YOUR GOAL
Repeat each entry word for word. Leave any images out of the copy.

RECORDS TO PROCESS

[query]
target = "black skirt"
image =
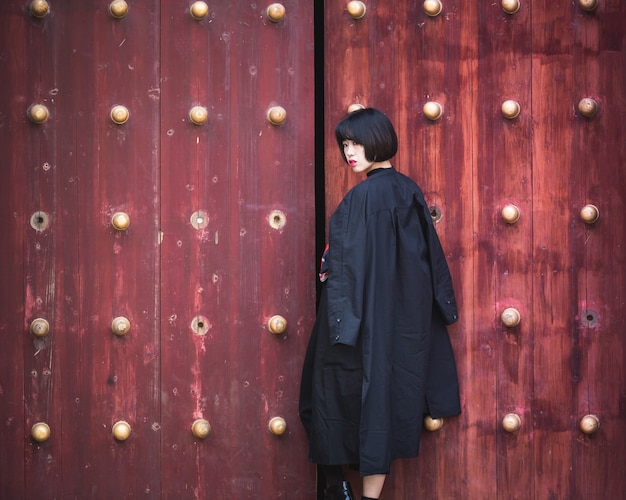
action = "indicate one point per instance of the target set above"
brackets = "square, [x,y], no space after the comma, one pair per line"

RESPONSE
[query]
target = "black skirt"
image =
action = "indicate one point per instance of the target set above"
brackets = "square, [x,y], no space after the comma, one pair per line"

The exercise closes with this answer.